_Written task_. Write out every item below word for word, omitting the pictures.
== Provided data
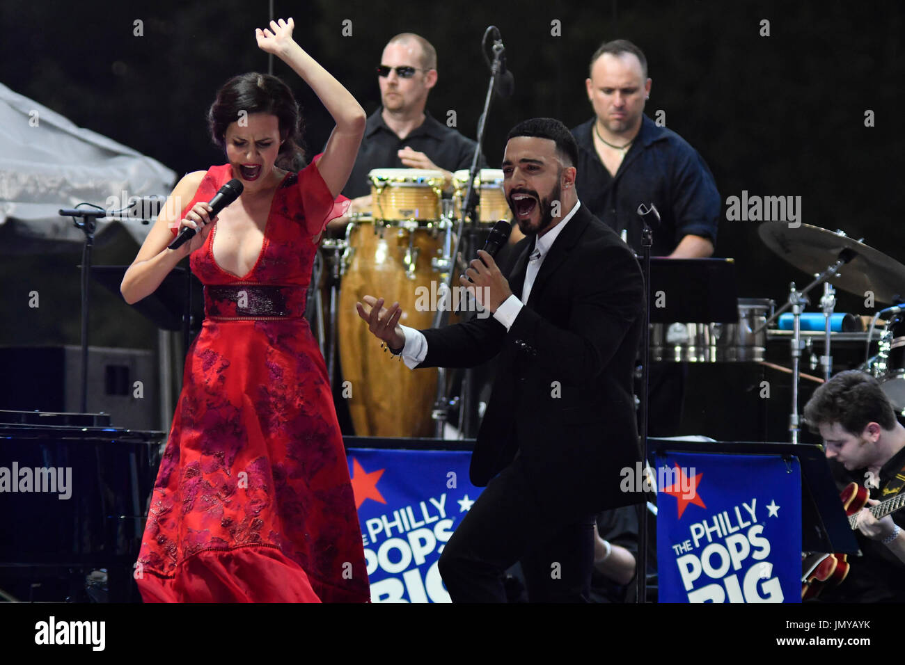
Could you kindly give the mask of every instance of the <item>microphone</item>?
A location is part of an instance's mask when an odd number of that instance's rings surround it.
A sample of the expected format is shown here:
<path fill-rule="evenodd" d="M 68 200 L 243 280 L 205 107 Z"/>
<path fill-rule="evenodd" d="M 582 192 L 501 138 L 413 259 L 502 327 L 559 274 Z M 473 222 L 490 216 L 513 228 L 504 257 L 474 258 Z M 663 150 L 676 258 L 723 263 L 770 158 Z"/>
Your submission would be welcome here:
<path fill-rule="evenodd" d="M 502 35 L 500 34 L 496 25 L 491 25 L 491 28 L 493 30 L 493 55 L 500 62 L 500 71 L 493 81 L 493 90 L 500 98 L 507 100 L 515 90 L 515 77 L 506 68 L 506 47 L 503 45 Z"/>
<path fill-rule="evenodd" d="M 484 242 L 484 252 L 496 259 L 500 248 L 506 244 L 511 233 L 512 224 L 504 219 L 498 221 L 491 229 L 490 235 L 487 236 L 487 242 Z"/>
<path fill-rule="evenodd" d="M 657 210 L 657 206 L 651 204 L 650 207 L 641 204 L 638 206 L 638 216 L 641 217 L 642 222 L 648 228 L 653 229 L 660 226 L 660 211 Z"/>
<path fill-rule="evenodd" d="M 214 198 L 207 202 L 211 208 L 213 208 L 213 210 L 210 211 L 210 216 L 212 218 L 216 217 L 217 214 L 221 210 L 239 198 L 239 195 L 242 194 L 243 189 L 244 189 L 244 187 L 237 178 L 233 178 L 224 185 L 220 187 L 220 191 L 214 195 Z M 179 237 L 170 242 L 168 249 L 176 250 L 194 237 L 195 229 L 186 227 L 179 232 Z"/>
<path fill-rule="evenodd" d="M 484 252 L 490 254 L 492 258 L 496 259 L 497 254 L 500 253 L 500 250 L 502 249 L 502 246 L 509 241 L 509 236 L 511 233 L 512 224 L 504 219 L 499 220 L 495 224 L 493 224 L 493 228 L 491 229 L 491 233 L 487 236 L 487 242 L 484 242 Z M 474 283 L 474 280 L 468 275 L 465 275 L 465 279 Z M 462 303 L 460 303 L 460 305 Z M 459 307 L 457 306 L 455 309 L 455 314 L 459 314 Z"/>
====
_Final result_.
Could you kindly give the mask of every instance of the <item>microphone</item>?
A location is part of an instance's mask when an odd number of that instance's rings surround it.
A sample of the expected format is shown here:
<path fill-rule="evenodd" d="M 68 200 L 243 280 L 205 107 Z"/>
<path fill-rule="evenodd" d="M 582 192 L 501 138 L 413 259 L 502 327 L 559 274 Z M 473 222 L 490 216 L 513 228 L 504 257 L 474 258 Z M 663 150 L 676 258 L 723 263 L 770 158 Z"/>
Your submission would be welcome here:
<path fill-rule="evenodd" d="M 502 35 L 500 34 L 496 25 L 491 25 L 491 28 L 493 30 L 493 55 L 500 62 L 500 71 L 493 81 L 493 90 L 500 98 L 507 100 L 515 90 L 515 77 L 506 68 L 506 47 L 503 45 Z"/>
<path fill-rule="evenodd" d="M 484 242 L 484 252 L 496 259 L 500 248 L 506 244 L 511 233 L 512 224 L 504 219 L 498 221 L 491 229 L 490 235 L 487 236 L 487 242 Z"/>
<path fill-rule="evenodd" d="M 657 210 L 657 206 L 651 204 L 650 207 L 641 204 L 638 206 L 638 216 L 641 217 L 642 222 L 648 228 L 653 229 L 660 226 L 660 211 Z"/>
<path fill-rule="evenodd" d="M 214 198 L 207 202 L 211 208 L 213 208 L 213 210 L 210 211 L 210 216 L 212 218 L 216 217 L 217 214 L 221 210 L 239 198 L 239 195 L 242 194 L 243 189 L 244 189 L 244 187 L 237 178 L 233 178 L 224 185 L 220 187 L 220 191 L 214 195 Z M 179 237 L 170 242 L 168 249 L 176 250 L 194 237 L 195 229 L 186 227 L 179 232 Z"/>
<path fill-rule="evenodd" d="M 484 252 L 490 254 L 492 258 L 496 259 L 497 254 L 500 253 L 500 250 L 502 249 L 502 246 L 509 241 L 509 236 L 511 233 L 512 224 L 504 219 L 499 220 L 495 224 L 493 224 L 493 228 L 491 229 L 491 233 L 487 236 L 487 242 L 484 242 Z M 474 283 L 474 280 L 468 275 L 465 275 L 465 279 Z M 462 303 L 460 303 L 460 305 Z M 459 307 L 457 306 L 455 309 L 455 314 L 459 314 Z"/>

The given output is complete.